#### EXERCISE PROMPT:
In the listing below, which lines contain the string "each"? Copy them all.

#### THE RECORDS:
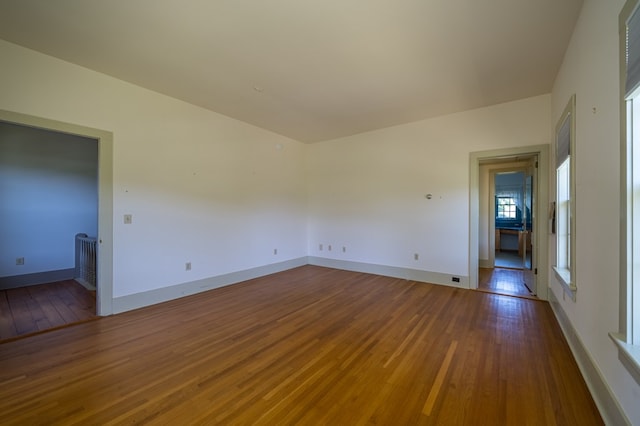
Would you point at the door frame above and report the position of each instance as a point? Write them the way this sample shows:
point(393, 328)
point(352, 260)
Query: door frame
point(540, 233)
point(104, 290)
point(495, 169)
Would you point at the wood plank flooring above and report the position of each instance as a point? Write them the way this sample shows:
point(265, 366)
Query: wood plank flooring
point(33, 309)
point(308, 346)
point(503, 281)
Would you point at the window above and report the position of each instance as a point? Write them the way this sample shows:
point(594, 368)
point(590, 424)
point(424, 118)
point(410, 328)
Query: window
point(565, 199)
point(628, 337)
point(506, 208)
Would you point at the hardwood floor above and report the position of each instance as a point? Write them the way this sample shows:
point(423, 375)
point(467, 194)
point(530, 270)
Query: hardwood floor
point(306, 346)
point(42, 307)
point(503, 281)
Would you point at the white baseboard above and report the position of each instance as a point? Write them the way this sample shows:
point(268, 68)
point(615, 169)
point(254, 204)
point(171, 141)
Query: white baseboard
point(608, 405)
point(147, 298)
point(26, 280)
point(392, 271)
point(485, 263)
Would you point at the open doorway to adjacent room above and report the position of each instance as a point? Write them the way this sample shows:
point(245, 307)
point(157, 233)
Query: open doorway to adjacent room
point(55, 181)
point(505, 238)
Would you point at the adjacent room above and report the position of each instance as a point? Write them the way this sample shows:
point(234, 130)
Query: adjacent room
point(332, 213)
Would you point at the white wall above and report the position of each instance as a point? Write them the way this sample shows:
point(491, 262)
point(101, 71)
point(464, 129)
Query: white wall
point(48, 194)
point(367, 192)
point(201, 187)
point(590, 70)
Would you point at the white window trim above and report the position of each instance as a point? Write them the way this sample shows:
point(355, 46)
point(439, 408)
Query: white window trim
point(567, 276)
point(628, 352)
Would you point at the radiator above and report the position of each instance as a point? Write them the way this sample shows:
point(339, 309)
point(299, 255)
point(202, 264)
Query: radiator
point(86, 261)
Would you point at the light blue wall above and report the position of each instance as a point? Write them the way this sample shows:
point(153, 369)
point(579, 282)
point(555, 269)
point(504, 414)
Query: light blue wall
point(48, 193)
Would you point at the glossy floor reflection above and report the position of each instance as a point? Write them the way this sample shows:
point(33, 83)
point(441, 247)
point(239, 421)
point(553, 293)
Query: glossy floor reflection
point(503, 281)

#### TASK RESULT:
Would you point at the door frame above and report the position of each instance as a point? Write them the way this sample shows:
Would you point at the wood plank flooring above and report the position of each instance as a point? Write them the way this sample shows:
Would you point at the window above and report the position of each instance as a point? Write them the way this sample shows:
Would you point at the hardwood floor above and report the position of each instance as a point? Write them the way this sample shows:
Would you point at the white baseboard above and report the position of each instance as a point? Write them the way this sample shows:
Would you point at the open doorway to adjacent room above and report the position of each instance as a point? Write them the way this sample shows:
Would you point at the adjacent room above and report the position of each instance as a point? Write them the way this sample shows:
Would you point at the white wall above and report the position of each instance as a point? Write them the way this sample shows:
Would you point at the white window trim above and report the position of each instance as a point? Write them the way this sample shows:
Would you point at the radiator above and report the position of each instance as a point? Write them the way this sample shows:
Would you point at the light blue wall above and report the position of each instance as a point? Write them the way this sample shows:
Would you point at the glossy floor reflection above and report the position of each instance as a point? Write them the way this sample shows:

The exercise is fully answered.